[Recorded data]

Content starts

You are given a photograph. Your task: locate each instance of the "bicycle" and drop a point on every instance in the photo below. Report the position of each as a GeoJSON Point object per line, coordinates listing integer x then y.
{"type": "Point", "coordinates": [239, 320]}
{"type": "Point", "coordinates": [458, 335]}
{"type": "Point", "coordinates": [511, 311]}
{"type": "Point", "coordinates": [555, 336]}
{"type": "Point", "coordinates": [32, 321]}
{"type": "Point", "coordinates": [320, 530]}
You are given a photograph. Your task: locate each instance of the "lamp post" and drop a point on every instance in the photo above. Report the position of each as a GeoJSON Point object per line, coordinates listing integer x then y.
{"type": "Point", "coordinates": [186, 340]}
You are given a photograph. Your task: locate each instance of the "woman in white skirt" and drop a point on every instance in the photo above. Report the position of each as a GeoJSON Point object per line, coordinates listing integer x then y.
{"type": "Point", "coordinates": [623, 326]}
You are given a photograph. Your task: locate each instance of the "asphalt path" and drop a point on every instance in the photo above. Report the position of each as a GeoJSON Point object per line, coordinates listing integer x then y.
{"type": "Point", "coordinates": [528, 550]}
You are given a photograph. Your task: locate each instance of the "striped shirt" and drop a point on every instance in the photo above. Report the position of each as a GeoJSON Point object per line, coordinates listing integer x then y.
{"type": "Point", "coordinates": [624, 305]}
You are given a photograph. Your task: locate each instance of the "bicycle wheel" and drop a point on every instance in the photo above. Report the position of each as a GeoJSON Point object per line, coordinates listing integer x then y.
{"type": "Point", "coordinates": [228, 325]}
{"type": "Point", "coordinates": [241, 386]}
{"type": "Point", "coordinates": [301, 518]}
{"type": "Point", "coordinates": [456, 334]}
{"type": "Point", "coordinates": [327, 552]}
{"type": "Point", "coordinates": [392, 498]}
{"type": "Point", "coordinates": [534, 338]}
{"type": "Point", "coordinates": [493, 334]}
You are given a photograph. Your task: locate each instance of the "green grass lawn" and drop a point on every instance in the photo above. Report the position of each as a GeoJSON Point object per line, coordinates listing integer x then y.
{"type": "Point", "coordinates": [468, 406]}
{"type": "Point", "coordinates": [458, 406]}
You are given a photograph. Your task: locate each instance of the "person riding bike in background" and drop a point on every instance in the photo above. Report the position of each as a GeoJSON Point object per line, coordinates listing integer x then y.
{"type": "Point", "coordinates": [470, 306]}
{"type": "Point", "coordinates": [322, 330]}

Content ends

• YOUR TASK
Each line of the data needs to be repeated exactly.

• RESULT
You are given a photograph. Your task: locate each instance of the "bicycle" and drop a point on every instance in the photo below. Report the position of each as a GeoJSON Point object per line, coordinates listing integer x then y.
{"type": "Point", "coordinates": [239, 320]}
{"type": "Point", "coordinates": [458, 335]}
{"type": "Point", "coordinates": [511, 311]}
{"type": "Point", "coordinates": [555, 336]}
{"type": "Point", "coordinates": [32, 321]}
{"type": "Point", "coordinates": [320, 530]}
You are given a photograph. Your task: locate each instance of the "lamp post" and drop a point on every instance in the photo above. Report the position of each as a GeoJSON Point object per line, coordinates listing integer x then y.
{"type": "Point", "coordinates": [186, 340]}
You are given a photograph. Your task: locate each instance of the "woman in white skirt" and drop a point on every instance in the photo above. Report the position of each as a GeoJSON Point object per line, coordinates listing integer x then y.
{"type": "Point", "coordinates": [623, 326]}
You are given a photograph. Your task: locate each instance of the "asphalt path" and drop a point on every instance in the photo above. Report the position of each as a GeoJSON Point object per line, coordinates listing integer x then y.
{"type": "Point", "coordinates": [528, 550]}
You are given a photograph. Your task: locate each instance of the "striped shirt" and drop a point on every instance in the photo above. Report the position of each as a GeoJSON Point object per line, coordinates listing integer x then y.
{"type": "Point", "coordinates": [624, 305]}
You are given a photograph. Your task: locate each instance of the "bicycle wheel" and drop a point on every instance in the photo above. Report the position of each as a GeoJSON Point object per line, coordinates listing integer x then y.
{"type": "Point", "coordinates": [228, 325]}
{"type": "Point", "coordinates": [241, 386]}
{"type": "Point", "coordinates": [301, 518]}
{"type": "Point", "coordinates": [456, 334]}
{"type": "Point", "coordinates": [327, 552]}
{"type": "Point", "coordinates": [392, 498]}
{"type": "Point", "coordinates": [534, 338]}
{"type": "Point", "coordinates": [493, 334]}
You are given a photograph. Your task: locate each instance of the "green grass lawn" and drop a point on every instance in the photo above. Report the position of each as a GeoJSON Point object per line, coordinates listing integer x then y.
{"type": "Point", "coordinates": [468, 406]}
{"type": "Point", "coordinates": [458, 406]}
You are given a photograph. Your task: locate each instance of the "person riding bike in background" and drop a point on every instance in the photo above. Report the position of each as a GeoJSON Point object per line, coordinates listing integer x then y.
{"type": "Point", "coordinates": [470, 306]}
{"type": "Point", "coordinates": [322, 330]}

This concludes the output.